Aktenzeichen: 25 W (pat) 75/01

(BPatG: Beschluss v. 21.03.2002, Az.: 25 W (pat) 75/01)

Tenor

Die Beschwerden der Widersprechenden werden zurückgewiesen.

Gründe

I.

Die Bezeichnung Protec ist am 20. März 1998 für

"Observationen; Ermittlungen in Privat- und Geschäftsangelegenheiten; Erteilung von Auskünften in Handels- und Geschäftsangelegenheiten; Dienstleistungen eines Kaufhausdetektivs (Kauf- und Warenhausüberwachung); Wach- und Objektschutz; Ausbildung von Detektivanwärtern für Dritte; Kurierdienste, nämlich von Handelsgütern jeder Art, Zustellung von Datenträgern und Ersatzteilen; Personenschutz; Kontrolldienste, nämlich Pförtnerdienste, Parkplatz- und Baustellenüberwachung und Kontrolldienste bei Veranstaltungen"

in das Markenregister eingetragen worden. Die Veröffentlichung der Eintragung erfolgte am 20. April 1998.

============

ZIEL: Führen Sie alle Datumsangaben auf, die im Dokumenttext zum Beschluss über die Marke Protec vorkommen.

[Datensätze zur Ortsbeschriftung]

============

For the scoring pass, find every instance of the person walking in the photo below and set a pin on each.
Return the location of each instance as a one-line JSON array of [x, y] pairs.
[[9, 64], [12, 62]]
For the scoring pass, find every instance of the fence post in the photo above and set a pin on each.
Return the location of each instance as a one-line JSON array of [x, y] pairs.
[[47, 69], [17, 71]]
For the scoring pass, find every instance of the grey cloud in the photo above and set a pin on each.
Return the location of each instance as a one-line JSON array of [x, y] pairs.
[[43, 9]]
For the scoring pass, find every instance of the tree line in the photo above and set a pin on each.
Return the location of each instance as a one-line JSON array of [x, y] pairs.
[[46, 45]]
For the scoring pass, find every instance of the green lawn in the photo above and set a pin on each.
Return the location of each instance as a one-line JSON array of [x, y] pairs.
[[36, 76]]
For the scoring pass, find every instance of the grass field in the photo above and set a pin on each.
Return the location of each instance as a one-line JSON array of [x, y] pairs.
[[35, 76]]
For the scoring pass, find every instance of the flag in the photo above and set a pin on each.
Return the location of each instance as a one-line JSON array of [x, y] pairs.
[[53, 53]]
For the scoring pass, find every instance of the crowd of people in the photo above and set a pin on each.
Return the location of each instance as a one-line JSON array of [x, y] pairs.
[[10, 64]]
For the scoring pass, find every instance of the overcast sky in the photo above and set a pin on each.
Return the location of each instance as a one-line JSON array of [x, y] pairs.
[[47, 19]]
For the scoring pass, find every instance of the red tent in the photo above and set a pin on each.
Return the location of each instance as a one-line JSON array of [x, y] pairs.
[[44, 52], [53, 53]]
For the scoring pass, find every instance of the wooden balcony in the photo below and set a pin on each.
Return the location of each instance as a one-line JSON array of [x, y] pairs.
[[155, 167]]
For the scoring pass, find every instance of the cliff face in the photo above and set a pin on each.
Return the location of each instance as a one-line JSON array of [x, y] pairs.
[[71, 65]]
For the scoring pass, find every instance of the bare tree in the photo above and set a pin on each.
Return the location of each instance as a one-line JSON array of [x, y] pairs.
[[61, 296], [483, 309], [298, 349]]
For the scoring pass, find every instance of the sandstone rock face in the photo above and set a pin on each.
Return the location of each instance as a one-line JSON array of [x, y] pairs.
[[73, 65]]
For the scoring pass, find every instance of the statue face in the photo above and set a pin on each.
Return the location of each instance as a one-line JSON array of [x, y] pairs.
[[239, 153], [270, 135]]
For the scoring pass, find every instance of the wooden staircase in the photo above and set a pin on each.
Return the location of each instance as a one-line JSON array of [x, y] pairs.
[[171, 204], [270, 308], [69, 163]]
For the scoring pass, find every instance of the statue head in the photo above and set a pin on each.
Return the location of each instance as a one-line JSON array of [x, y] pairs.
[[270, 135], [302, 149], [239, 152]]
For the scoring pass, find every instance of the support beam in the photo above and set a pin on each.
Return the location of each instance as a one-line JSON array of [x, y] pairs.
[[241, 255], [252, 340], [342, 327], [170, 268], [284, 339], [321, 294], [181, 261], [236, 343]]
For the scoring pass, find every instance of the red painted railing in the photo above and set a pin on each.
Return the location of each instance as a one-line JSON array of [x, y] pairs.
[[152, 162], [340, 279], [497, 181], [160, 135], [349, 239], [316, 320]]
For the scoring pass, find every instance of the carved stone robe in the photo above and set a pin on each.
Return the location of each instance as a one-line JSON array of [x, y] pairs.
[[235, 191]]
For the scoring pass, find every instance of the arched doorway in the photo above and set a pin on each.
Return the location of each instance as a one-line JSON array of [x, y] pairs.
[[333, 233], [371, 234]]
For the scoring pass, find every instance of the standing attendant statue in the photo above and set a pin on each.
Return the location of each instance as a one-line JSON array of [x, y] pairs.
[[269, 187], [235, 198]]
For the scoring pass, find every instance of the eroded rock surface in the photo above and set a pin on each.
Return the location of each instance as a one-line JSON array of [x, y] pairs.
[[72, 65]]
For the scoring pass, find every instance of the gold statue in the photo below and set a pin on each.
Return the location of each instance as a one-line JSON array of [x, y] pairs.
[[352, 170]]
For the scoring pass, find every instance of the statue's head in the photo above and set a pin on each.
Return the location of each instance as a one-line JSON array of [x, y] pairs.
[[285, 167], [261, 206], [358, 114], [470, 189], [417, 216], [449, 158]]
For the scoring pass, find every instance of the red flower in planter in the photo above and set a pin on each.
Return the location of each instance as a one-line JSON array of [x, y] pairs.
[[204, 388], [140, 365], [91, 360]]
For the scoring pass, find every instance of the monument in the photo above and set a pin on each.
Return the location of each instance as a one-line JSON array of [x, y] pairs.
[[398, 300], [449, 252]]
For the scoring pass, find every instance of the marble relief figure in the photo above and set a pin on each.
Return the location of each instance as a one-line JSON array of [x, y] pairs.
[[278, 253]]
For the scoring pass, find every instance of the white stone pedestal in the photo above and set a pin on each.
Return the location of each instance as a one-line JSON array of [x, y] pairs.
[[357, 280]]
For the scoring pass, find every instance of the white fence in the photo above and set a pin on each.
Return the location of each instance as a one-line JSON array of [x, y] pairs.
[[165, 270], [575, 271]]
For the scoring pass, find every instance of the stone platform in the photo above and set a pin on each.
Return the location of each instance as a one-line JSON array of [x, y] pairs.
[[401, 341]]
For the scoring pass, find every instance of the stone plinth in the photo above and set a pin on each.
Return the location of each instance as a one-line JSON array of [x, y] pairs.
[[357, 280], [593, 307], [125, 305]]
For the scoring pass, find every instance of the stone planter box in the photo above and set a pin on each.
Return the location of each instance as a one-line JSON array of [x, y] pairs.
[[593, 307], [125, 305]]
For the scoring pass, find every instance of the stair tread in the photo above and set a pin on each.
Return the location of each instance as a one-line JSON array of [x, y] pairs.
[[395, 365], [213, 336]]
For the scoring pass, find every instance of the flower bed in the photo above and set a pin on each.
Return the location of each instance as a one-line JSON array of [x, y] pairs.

============

SCHRIFTLICHE ANTWORT:
- 21.03.2002
- 20. März 1998
- 20. April 1998